#### Information shown:
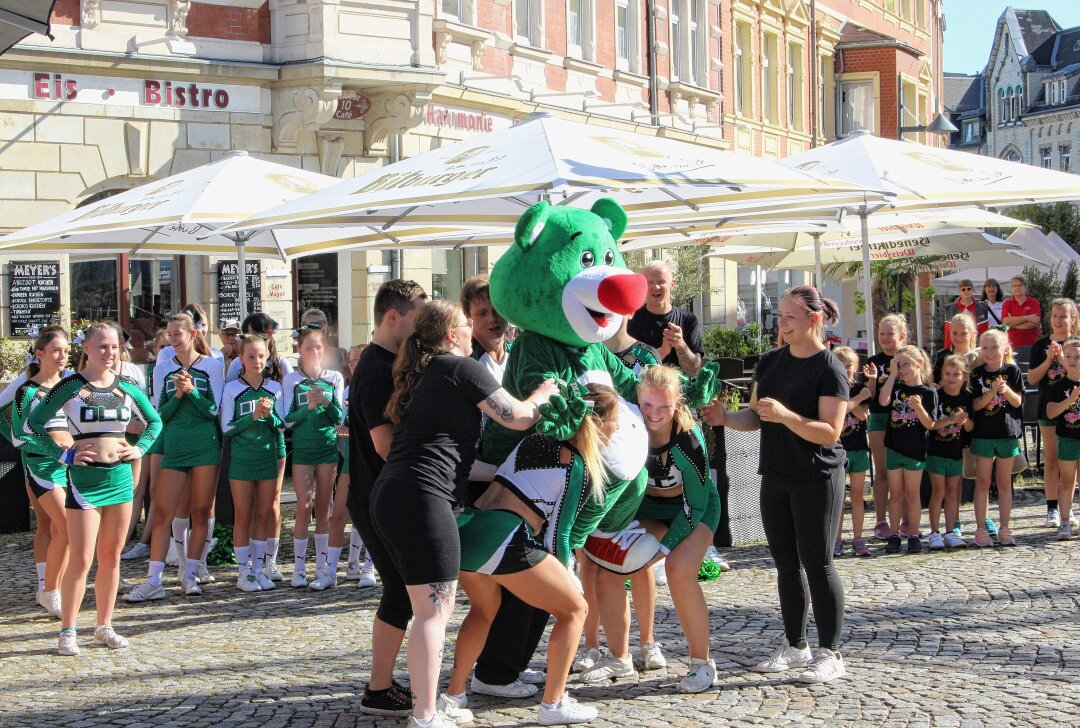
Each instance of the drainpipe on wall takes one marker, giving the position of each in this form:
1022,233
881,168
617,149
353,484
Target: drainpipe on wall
395,156
650,40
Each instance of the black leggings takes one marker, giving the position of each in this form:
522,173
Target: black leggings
800,518
395,608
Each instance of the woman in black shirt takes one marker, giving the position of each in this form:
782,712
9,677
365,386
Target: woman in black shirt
439,395
798,403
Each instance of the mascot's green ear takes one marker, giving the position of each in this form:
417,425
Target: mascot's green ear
530,225
610,212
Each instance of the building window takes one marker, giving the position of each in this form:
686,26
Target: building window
858,107
622,35
528,22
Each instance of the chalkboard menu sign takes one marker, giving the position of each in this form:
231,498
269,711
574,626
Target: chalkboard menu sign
34,295
228,288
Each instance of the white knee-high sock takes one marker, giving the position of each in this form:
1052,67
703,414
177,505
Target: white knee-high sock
300,553
355,544
210,537
322,543
243,554
258,555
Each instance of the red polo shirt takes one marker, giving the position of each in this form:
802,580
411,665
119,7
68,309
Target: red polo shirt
1022,337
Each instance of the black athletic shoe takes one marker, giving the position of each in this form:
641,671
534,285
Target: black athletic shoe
395,701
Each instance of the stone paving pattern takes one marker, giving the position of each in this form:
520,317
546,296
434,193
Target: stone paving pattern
962,639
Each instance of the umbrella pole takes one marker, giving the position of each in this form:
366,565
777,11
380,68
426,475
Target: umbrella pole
867,299
817,259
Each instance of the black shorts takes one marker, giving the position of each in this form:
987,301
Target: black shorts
419,531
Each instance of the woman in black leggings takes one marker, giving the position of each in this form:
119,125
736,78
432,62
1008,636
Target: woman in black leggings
439,395
798,403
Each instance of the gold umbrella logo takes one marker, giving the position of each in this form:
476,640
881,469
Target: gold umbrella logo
630,147
467,154
936,162
293,184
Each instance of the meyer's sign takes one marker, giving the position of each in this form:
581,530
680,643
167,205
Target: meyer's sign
110,91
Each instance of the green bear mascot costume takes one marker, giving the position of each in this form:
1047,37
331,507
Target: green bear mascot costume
566,285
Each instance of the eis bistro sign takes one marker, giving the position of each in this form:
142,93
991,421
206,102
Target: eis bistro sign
63,89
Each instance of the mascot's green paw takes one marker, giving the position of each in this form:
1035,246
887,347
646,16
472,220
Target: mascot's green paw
562,415
701,390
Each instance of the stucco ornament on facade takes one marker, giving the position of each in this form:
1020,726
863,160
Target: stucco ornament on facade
393,113
302,110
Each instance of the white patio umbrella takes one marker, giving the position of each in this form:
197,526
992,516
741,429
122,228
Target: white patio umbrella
921,176
178,215
488,180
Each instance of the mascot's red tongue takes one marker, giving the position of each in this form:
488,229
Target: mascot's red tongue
622,294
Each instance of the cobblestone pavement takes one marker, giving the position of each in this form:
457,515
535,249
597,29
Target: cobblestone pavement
966,638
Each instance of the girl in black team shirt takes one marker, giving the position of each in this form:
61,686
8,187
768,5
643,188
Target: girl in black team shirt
998,388
912,406
798,402
1045,369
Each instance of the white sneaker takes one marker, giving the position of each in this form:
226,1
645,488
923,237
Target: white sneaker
266,581
172,558
700,678
785,658
455,709
366,578
135,551
69,644
565,712
325,578
273,573
651,656
203,576
954,540
713,555
146,592
609,668
586,658
660,573
515,689
532,676
825,665
104,634
51,602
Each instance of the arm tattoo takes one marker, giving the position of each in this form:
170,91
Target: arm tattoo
500,403
442,594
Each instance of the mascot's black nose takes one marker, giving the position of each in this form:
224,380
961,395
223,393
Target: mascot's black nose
622,293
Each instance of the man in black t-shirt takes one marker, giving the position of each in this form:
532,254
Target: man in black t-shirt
369,431
672,331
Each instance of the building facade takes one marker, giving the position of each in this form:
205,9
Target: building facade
131,91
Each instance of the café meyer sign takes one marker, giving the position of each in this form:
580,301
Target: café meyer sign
34,295
113,91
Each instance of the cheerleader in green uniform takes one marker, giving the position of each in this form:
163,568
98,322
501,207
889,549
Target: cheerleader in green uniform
188,388
98,405
45,477
312,408
250,420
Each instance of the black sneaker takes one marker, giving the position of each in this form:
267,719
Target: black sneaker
892,544
395,701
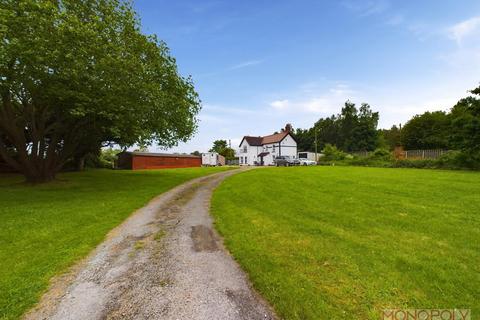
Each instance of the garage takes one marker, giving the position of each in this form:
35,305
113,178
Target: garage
146,160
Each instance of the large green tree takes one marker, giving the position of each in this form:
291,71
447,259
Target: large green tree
221,147
465,127
79,74
392,136
430,130
351,130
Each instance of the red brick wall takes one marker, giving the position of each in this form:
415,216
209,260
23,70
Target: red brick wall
151,162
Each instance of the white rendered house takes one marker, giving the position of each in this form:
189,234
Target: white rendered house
263,150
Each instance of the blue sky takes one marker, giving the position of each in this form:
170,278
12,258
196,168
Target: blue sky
260,64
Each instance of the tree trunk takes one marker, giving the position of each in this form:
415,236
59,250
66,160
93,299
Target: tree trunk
80,163
39,177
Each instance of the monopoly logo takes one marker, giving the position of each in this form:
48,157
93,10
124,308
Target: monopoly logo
426,314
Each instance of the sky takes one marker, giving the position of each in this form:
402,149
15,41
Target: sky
258,64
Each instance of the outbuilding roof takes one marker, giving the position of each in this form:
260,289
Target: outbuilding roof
259,141
154,154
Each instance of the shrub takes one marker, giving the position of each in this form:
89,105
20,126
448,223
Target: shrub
332,153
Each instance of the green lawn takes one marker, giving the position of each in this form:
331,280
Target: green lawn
44,229
347,242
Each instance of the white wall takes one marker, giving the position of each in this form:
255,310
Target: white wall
288,147
251,154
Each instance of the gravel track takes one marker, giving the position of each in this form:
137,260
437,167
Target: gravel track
165,262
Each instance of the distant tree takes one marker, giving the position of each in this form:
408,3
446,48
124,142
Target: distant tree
305,139
430,130
221,147
392,137
79,75
465,124
365,134
351,130
218,146
348,121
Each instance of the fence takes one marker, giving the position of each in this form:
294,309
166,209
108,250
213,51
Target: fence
232,162
408,154
424,154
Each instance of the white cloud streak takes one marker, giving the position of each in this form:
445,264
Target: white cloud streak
464,29
245,64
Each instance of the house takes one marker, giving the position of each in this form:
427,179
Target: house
212,159
146,160
263,150
309,155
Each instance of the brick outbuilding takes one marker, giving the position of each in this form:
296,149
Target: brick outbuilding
146,160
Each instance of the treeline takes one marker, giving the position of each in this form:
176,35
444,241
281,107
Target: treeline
356,130
351,130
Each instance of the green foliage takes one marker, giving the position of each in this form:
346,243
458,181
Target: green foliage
108,157
318,252
427,131
221,147
331,152
78,75
351,130
465,117
45,229
382,154
390,138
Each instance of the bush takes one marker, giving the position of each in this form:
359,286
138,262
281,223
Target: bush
332,153
105,159
381,153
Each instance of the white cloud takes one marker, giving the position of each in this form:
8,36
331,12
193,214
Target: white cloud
366,8
280,104
245,64
462,30
395,20
320,102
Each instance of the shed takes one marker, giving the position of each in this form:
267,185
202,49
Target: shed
147,160
212,159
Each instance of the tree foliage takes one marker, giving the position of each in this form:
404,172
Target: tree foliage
392,137
221,147
76,75
429,130
351,130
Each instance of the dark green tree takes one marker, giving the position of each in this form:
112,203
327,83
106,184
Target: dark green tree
430,130
348,122
77,75
465,124
221,147
392,136
351,130
365,134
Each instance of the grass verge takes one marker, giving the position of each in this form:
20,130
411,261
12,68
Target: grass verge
44,229
348,242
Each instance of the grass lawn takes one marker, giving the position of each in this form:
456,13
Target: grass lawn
44,229
348,242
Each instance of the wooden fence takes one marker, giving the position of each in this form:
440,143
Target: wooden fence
399,153
424,154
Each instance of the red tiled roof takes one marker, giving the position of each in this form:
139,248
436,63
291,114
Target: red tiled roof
253,141
273,138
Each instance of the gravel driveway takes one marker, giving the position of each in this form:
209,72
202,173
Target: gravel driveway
165,262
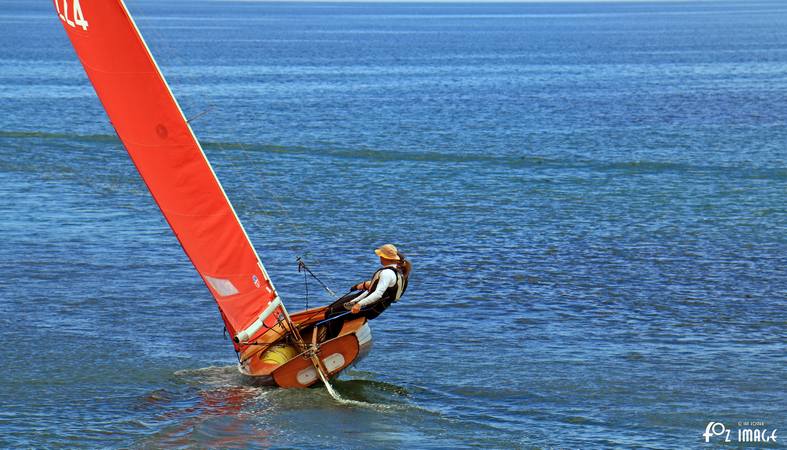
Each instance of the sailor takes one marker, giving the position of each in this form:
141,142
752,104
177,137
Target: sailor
370,298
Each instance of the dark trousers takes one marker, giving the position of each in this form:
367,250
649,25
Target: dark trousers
335,309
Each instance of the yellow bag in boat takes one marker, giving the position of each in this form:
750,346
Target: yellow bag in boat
278,354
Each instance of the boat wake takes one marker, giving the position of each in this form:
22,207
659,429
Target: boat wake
357,392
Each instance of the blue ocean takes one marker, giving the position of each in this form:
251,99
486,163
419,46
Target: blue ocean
592,196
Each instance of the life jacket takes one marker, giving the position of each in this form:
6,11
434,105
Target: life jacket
391,295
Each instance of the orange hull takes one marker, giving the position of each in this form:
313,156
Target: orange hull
350,346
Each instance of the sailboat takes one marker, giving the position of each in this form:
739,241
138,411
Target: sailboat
273,346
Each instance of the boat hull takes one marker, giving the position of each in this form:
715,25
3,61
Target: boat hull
348,348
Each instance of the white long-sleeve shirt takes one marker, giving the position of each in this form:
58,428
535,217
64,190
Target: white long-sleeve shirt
387,279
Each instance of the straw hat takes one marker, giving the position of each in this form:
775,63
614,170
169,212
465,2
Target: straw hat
388,251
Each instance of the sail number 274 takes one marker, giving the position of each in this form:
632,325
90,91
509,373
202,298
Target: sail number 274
73,16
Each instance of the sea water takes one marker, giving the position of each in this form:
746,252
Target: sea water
592,196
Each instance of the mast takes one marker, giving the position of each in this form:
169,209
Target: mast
171,162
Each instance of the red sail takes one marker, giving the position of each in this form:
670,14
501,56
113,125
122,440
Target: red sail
168,156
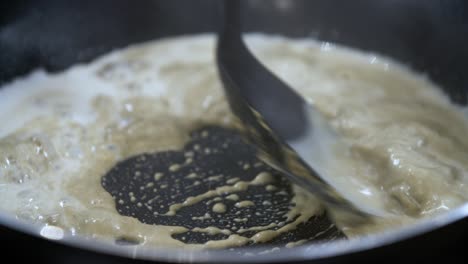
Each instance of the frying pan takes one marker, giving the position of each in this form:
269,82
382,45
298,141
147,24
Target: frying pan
430,36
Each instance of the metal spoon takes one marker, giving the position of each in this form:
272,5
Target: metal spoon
290,134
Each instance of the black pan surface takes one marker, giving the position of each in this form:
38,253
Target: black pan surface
431,36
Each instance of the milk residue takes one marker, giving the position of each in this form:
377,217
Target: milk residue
61,132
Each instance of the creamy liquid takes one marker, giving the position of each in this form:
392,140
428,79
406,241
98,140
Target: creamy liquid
61,132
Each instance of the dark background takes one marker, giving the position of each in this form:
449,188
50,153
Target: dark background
431,36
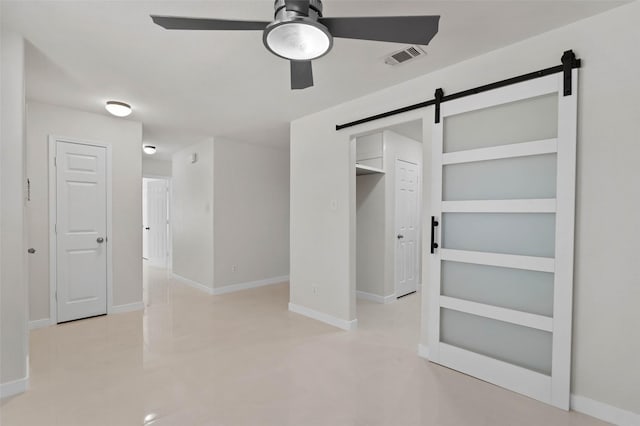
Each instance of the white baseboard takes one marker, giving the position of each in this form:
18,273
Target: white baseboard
375,298
603,411
248,285
192,283
13,388
129,307
44,322
423,351
320,316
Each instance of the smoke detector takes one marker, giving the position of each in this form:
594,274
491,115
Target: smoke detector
404,55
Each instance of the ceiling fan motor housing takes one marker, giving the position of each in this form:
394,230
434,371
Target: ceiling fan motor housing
287,9
300,14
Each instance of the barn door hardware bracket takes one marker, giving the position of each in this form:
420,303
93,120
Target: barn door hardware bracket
434,223
569,62
438,98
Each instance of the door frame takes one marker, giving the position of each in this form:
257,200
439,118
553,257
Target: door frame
53,201
418,225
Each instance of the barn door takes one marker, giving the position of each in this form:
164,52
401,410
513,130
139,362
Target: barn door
503,209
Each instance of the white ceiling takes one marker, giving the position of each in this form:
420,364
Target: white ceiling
187,85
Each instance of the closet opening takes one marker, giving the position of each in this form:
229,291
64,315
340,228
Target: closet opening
388,204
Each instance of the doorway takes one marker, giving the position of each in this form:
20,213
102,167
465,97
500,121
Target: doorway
388,169
155,221
80,219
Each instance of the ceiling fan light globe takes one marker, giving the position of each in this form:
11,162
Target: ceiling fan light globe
298,40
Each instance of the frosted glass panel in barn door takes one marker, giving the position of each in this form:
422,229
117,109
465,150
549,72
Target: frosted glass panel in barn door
503,200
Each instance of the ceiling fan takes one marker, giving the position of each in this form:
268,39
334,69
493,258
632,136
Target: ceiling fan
300,33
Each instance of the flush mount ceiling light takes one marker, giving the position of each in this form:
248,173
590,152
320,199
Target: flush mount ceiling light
149,149
119,109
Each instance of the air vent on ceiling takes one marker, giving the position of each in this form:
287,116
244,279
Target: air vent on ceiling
404,55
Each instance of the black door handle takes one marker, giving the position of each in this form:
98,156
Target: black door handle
434,223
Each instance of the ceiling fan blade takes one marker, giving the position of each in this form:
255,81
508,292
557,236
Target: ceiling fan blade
181,23
398,29
301,74
301,6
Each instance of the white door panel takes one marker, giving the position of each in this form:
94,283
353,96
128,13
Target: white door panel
503,199
407,228
81,224
156,221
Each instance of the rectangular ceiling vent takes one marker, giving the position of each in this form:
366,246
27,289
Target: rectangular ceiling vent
404,55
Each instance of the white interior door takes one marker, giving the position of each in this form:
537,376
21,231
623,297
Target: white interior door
503,194
407,228
156,221
145,227
81,227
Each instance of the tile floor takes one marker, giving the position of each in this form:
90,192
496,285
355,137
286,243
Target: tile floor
243,359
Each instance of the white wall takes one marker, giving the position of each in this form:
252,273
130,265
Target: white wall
14,348
154,168
192,210
606,314
251,220
125,137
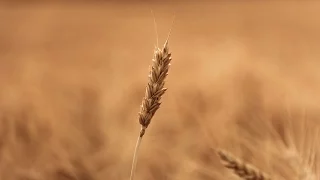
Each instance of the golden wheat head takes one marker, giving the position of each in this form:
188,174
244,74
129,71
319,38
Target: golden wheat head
154,91
155,88
243,170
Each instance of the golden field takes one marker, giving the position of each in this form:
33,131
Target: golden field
244,77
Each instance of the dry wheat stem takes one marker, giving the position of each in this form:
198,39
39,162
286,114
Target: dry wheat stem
154,91
240,168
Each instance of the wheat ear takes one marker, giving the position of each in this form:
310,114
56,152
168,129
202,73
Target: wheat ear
243,170
154,91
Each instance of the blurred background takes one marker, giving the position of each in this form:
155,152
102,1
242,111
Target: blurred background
244,77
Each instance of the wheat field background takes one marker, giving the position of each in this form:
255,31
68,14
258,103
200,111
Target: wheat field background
244,77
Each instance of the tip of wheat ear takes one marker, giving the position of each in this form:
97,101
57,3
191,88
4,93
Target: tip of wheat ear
155,87
241,169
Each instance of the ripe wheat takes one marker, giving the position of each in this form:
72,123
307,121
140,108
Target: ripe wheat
154,91
240,168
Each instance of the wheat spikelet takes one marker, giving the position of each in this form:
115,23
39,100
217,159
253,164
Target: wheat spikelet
154,91
240,168
155,88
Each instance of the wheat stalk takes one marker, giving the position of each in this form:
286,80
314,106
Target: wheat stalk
154,91
243,170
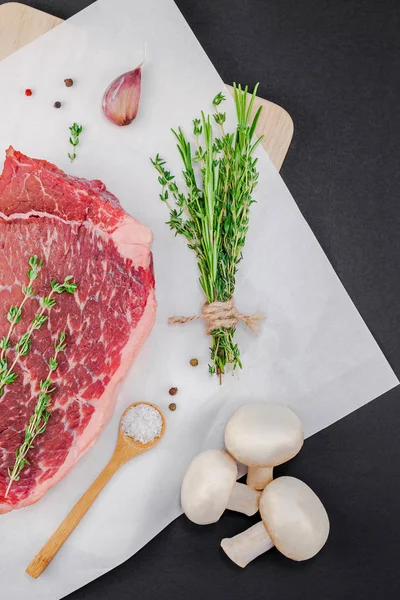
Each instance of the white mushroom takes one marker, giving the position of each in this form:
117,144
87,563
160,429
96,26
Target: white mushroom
293,519
263,436
209,487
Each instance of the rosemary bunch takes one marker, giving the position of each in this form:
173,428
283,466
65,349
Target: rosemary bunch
213,214
38,421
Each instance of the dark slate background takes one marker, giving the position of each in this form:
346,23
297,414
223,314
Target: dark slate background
334,65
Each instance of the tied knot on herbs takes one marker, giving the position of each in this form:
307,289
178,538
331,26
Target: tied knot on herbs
212,213
220,315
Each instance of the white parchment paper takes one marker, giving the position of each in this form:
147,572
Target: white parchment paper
314,353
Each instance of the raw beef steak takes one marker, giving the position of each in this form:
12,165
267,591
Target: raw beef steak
77,228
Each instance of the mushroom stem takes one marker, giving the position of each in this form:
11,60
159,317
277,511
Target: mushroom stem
246,546
259,477
243,499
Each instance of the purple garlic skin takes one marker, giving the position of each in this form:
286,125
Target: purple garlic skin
121,98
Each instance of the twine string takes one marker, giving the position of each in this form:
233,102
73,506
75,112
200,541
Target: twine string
219,315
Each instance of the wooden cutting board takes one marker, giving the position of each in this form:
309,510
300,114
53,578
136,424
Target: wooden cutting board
20,24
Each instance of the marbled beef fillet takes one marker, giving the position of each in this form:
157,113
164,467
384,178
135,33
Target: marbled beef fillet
77,228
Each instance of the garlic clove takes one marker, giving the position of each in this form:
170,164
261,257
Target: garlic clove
121,98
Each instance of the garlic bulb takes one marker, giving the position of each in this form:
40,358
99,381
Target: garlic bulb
121,98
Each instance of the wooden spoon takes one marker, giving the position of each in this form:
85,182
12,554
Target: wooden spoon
125,449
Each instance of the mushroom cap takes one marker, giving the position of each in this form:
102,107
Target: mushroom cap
264,434
207,486
294,517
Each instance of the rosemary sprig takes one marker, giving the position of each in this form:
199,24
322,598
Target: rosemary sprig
38,421
75,131
22,347
213,216
15,312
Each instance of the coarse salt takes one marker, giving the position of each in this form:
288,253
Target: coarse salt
142,423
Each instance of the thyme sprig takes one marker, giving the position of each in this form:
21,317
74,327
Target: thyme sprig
38,421
75,131
213,215
22,347
15,312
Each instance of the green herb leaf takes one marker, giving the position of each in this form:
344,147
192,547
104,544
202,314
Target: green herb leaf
212,213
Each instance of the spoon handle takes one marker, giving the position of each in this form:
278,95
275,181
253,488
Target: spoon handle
62,533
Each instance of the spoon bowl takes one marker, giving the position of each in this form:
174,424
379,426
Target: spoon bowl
126,448
133,444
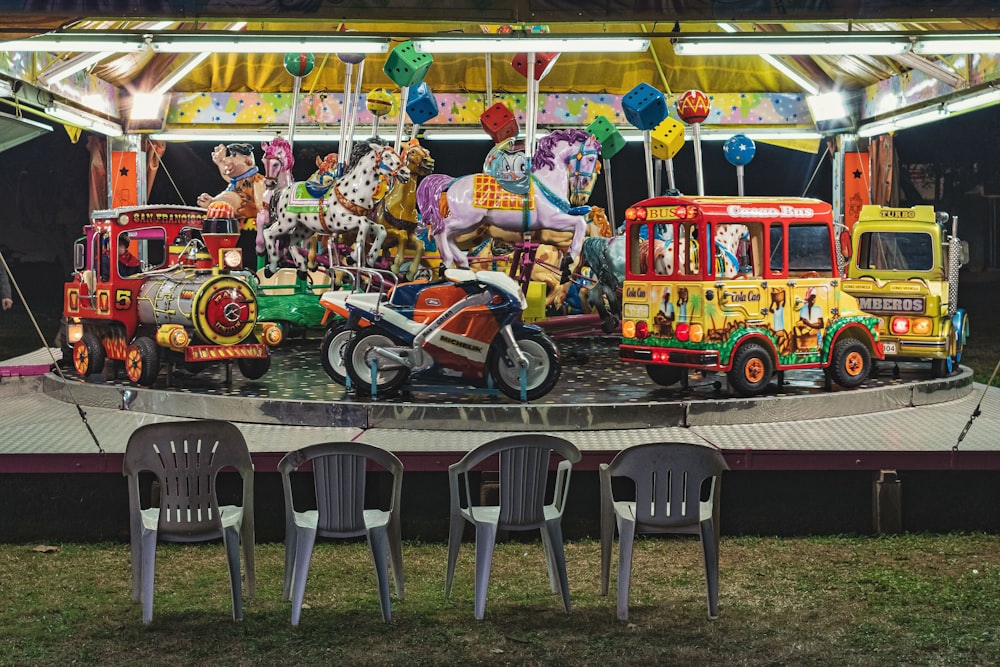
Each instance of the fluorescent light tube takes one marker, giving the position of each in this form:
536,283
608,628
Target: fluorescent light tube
266,43
786,44
522,44
71,116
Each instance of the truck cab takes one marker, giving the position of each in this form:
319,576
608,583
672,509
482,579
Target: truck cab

#### Given exercise:
Extract only the lines from the line containing "Each instance of the coarse" through the final line of the listing above, unchanged; pictures stay out of the copy.

#### Solved problem:
Each instance of the coarse salt takes one marker, giving the position of each in this form:
288,253
Target: coarse salt
142,423
Each instance of the thyme sprig takes one marker, giving the position of each in this form:
21,317
74,327
Target: thyme sprig
38,421
75,131
213,215
22,347
15,312
Each instance of the green herb leaf takes one marker, giving the position of each in this form:
344,147
192,547
104,544
202,314
Target: green herb leaf
212,213
Each instance of the spoon handle takes one marker, giving the position of each in this form:
278,95
275,181
253,488
Target: spoon handle
62,533
Each instance of the spoon bowl takes one marker, giving the position of each in this form:
174,424
379,426
Target: spoon bowl
126,448
133,444
Each instance of the fluorescent light tube takes one marker, giving the position of each in this form:
536,283
608,628
Target: fluorescent light tube
266,43
786,44
522,44
71,116
Each instance of the truck cab takes one marker, giving the position of each in this form:
319,576
608,583
672,509
482,579
Target: truck cab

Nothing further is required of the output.